SUPPLIED MATERIAL:
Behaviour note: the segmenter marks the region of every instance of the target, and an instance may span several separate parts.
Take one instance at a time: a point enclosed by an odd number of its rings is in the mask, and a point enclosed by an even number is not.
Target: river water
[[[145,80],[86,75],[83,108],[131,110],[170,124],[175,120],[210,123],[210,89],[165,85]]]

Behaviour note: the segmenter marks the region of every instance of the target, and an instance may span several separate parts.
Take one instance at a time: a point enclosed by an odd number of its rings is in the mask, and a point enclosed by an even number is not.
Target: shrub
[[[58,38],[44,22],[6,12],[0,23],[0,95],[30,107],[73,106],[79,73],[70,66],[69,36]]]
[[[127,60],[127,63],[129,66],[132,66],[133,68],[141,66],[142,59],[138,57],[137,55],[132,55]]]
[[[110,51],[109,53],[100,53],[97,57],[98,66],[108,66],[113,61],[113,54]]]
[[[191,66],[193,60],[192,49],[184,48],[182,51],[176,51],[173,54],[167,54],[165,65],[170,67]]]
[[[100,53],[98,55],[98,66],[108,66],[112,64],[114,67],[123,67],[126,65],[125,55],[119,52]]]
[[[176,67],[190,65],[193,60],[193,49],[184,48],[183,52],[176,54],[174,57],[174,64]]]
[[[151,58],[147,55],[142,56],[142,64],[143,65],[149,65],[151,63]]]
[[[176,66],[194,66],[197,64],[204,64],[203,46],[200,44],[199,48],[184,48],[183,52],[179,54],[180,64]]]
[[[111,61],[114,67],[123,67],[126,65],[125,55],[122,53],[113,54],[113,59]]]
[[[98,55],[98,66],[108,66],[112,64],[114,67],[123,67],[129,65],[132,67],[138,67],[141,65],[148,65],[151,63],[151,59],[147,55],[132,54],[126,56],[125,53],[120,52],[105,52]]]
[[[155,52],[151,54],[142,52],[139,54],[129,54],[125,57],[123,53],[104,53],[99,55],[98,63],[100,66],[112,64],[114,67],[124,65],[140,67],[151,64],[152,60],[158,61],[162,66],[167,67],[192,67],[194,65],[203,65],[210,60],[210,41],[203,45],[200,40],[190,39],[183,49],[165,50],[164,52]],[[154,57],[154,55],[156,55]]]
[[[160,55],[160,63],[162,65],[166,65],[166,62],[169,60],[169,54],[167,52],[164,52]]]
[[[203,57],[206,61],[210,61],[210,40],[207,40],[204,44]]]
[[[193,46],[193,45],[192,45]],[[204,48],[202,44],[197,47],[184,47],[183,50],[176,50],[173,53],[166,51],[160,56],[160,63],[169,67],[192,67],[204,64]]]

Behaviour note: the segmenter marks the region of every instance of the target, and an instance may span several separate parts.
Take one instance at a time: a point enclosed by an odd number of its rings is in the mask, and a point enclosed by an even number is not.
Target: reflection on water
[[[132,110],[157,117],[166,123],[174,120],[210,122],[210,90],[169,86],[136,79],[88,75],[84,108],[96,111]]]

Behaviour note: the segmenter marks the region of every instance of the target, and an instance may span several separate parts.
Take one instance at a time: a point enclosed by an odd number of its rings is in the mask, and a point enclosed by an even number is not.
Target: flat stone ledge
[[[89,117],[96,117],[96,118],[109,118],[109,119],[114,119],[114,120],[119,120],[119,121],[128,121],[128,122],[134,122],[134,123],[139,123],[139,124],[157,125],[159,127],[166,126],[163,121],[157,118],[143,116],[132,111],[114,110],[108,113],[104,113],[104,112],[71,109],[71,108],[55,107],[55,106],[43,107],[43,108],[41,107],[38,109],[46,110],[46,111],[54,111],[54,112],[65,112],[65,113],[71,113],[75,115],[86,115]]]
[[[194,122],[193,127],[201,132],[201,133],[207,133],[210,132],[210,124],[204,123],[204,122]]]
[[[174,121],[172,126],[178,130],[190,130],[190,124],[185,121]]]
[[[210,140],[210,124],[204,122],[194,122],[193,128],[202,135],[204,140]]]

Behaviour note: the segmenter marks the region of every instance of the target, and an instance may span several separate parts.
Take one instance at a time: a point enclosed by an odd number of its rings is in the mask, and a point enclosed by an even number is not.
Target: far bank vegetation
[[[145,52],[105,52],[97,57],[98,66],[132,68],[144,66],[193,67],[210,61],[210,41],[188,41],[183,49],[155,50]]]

ACTIVITY: Would you please copy the whole listing exactly as given?

SOLUTION FOR THIS EXERCISE:
Behaviour note: the segmenter marks the region of every instance of the target, and an instance may span several separate parts.
Take one instance at a time: a point enclosed by an odd number of its rings is in the mask, and a point enclosed by an even number is not.
Target: river water
[[[145,80],[86,75],[83,108],[131,110],[170,124],[175,120],[210,123],[210,89],[165,85]]]

Behaviour note: the segmenter marks the region of every instance of the target, and an instance may span several separate parts.
Take one instance at a time: a point enclosed by an odd number of its rings is in the mask, and a point enclosed by an even number is not.
Target: shrub
[[[58,38],[44,22],[6,12],[0,23],[0,95],[30,107],[73,106],[79,73],[70,66],[69,36]]]
[[[127,60],[127,63],[129,66],[132,66],[133,68],[141,66],[142,59],[138,57],[137,55],[132,55]]]
[[[110,51],[109,53],[100,53],[97,57],[98,66],[108,66],[113,61],[113,54]]]
[[[191,66],[193,60],[192,49],[184,48],[182,51],[176,51],[173,54],[167,54],[165,65],[170,67]]]
[[[100,53],[98,55],[98,66],[108,66],[112,64],[114,67],[123,67],[126,65],[125,55],[119,52]]]
[[[176,67],[190,65],[193,60],[193,49],[184,48],[183,52],[176,54],[174,57],[174,64]]]
[[[151,58],[147,55],[142,56],[142,64],[143,65],[149,65],[151,63]]]
[[[176,66],[194,66],[197,64],[204,64],[203,46],[200,44],[199,48],[184,48],[183,52],[179,54],[180,64]]]
[[[111,61],[114,67],[123,67],[126,65],[125,55],[122,53],[113,54],[113,59]]]
[[[98,55],[98,66],[108,66],[112,64],[114,67],[123,67],[129,65],[132,67],[138,67],[141,65],[148,65],[151,63],[151,59],[147,55],[132,54],[126,56],[125,53],[120,52],[105,52]]]
[[[155,52],[151,54],[142,52],[139,54],[129,54],[125,57],[123,53],[104,53],[99,55],[98,63],[100,66],[112,64],[114,67],[124,65],[140,67],[151,64],[152,60],[158,61],[162,66],[167,67],[192,67],[194,65],[203,65],[210,60],[210,41],[203,45],[200,40],[190,39],[183,49],[165,50],[164,52]],[[154,57],[154,55],[156,55]]]
[[[160,55],[160,63],[162,65],[166,65],[166,62],[169,60],[169,54],[167,52],[164,52]]]
[[[203,57],[206,61],[210,61],[210,40],[207,40],[204,44]]]
[[[193,46],[193,45],[192,45]],[[204,48],[202,44],[197,47],[184,47],[183,50],[176,50],[173,53],[166,51],[160,56],[160,63],[169,67],[192,67],[204,64]]]

Behaviour note: the segmenter marks the region of every instance of the target, and an instance may span several separate parts.
Take one instance at a time: a point enclosed by an odd number of its rings is in the mask, and a point enclosed by an even number is not.
Target: reflection on water
[[[132,110],[157,117],[166,123],[174,120],[210,122],[210,90],[169,86],[136,79],[88,75],[84,108],[96,111]]]

Behaviour note: the segmenter marks the region of every instance of the target, and an instance may span several separate parts.
Take one instance at a time: a point enclosed by an odd number of its rings is in the mask, and a point enclosed by an even number is not.
Target: flat stone ledge
[[[89,117],[96,117],[96,118],[109,118],[109,119],[114,119],[114,120],[119,120],[119,121],[128,121],[128,122],[134,122],[134,123],[139,123],[139,124],[157,125],[159,127],[166,126],[163,121],[157,118],[143,116],[132,111],[114,110],[108,113],[104,113],[104,112],[71,109],[71,108],[55,107],[55,106],[43,107],[43,108],[41,107],[38,109],[46,110],[46,111],[54,111],[54,112],[65,112],[65,113],[71,113],[75,115],[86,115]]]
[[[194,122],[193,127],[201,132],[201,133],[207,133],[210,132],[210,124],[204,123],[204,122]]]
[[[174,121],[172,126],[178,130],[190,130],[190,124],[185,121]]]
[[[210,140],[210,124],[204,122],[194,122],[193,128],[202,135],[204,140]]]

Behaviour note: the segmenter marks the region of every instance of the target, and an instance may span several separate parts.
Take one instance at a time: a point enclosed by an odd number of its rings is in the mask, and a point enclosed by an even number is not.
Target: far bank vegetation
[[[145,52],[105,52],[97,57],[98,66],[132,68],[144,66],[193,67],[210,61],[210,41],[188,41],[183,49],[155,50]]]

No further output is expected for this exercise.